Items listed in a dataset
- - -

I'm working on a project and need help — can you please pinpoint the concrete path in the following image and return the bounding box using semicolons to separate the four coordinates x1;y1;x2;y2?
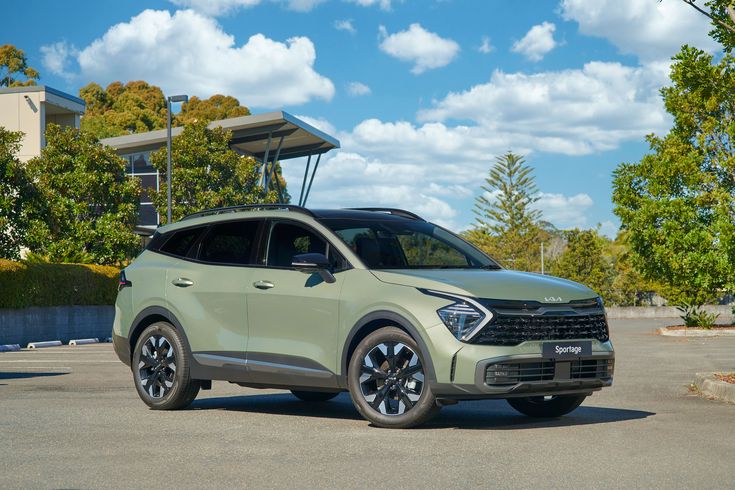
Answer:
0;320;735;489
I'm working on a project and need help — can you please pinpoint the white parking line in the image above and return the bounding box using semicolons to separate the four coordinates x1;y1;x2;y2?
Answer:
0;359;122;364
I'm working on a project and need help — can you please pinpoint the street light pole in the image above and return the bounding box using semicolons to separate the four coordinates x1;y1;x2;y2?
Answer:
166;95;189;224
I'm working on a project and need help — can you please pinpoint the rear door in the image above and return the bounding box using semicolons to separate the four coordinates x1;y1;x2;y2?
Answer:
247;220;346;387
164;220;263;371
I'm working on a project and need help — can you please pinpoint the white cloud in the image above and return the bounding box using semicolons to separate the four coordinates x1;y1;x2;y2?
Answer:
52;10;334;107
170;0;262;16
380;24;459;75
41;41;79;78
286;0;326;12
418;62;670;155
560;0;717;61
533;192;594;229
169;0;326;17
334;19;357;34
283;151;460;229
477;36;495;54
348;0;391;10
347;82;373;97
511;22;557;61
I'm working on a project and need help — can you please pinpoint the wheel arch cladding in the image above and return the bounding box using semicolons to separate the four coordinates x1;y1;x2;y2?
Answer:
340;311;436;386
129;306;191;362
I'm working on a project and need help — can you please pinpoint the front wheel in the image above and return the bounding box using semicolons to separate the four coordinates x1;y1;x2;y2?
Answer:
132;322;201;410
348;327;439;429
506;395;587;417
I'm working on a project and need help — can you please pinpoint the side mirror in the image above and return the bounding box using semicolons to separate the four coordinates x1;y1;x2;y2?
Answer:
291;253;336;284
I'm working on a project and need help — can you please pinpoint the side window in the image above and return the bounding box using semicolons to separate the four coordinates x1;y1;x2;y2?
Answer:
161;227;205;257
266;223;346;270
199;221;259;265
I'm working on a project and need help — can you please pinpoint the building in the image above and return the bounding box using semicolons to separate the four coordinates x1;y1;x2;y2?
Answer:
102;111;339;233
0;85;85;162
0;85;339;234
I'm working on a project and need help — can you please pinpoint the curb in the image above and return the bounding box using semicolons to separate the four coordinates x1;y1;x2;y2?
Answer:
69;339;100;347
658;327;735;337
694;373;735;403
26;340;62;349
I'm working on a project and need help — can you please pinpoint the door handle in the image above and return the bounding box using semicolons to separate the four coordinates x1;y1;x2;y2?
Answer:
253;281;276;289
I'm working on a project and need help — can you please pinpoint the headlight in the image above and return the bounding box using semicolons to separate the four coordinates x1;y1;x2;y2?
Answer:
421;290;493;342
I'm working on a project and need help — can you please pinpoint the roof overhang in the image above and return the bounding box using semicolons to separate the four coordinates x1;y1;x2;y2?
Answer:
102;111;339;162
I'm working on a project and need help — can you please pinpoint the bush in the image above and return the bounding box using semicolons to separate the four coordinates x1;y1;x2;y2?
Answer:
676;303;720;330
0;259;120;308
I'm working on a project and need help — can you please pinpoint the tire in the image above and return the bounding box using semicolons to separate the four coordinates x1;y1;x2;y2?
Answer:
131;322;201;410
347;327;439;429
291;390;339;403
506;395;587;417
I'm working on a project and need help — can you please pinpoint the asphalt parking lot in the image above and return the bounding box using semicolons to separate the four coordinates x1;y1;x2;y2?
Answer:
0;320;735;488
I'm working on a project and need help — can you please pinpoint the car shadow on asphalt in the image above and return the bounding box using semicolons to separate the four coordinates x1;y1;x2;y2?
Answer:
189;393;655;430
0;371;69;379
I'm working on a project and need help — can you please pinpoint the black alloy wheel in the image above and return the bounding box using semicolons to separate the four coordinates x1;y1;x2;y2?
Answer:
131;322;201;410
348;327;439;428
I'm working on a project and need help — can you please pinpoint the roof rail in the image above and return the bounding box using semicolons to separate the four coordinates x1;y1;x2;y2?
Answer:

- - -

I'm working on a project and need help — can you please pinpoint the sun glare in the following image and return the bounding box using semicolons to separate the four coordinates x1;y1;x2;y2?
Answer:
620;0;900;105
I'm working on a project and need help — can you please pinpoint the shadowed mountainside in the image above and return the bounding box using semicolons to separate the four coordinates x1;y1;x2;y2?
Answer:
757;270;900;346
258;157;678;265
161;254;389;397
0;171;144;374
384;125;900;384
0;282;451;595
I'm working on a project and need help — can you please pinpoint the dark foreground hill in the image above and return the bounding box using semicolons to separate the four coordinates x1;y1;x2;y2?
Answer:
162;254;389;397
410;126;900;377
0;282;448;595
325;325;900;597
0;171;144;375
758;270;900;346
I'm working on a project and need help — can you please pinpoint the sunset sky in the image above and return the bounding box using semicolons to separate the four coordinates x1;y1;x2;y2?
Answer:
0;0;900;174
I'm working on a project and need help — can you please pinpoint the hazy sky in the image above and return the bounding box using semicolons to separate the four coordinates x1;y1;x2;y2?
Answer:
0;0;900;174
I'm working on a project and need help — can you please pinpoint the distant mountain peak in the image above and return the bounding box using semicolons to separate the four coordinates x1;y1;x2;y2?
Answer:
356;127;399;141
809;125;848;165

- - -

Exercise objective
Could you render the items between the lines holding "pinpoint the street" and "164;220;263;371", inclusive, as a two-column CSV with the columns text and answer? Give one row per item, with each value in a single quoted field and its line breaks replaced by spaces.

Solution below
text,answer
"I'm working on a project and need help — can you please pinpoint the street light pole in the image above and return the bounding box using semicolons to separate the four coordinates x1;y1;x2;y2? Answer:","166;95;189;224"
"I'm working on a project and need help — can you please pinpoint the rear door in the image above and return the bounding box using semicolons to separate the four coordinates x1;y1;x2;y2? Answer:","247;220;346;387 164;220;263;371"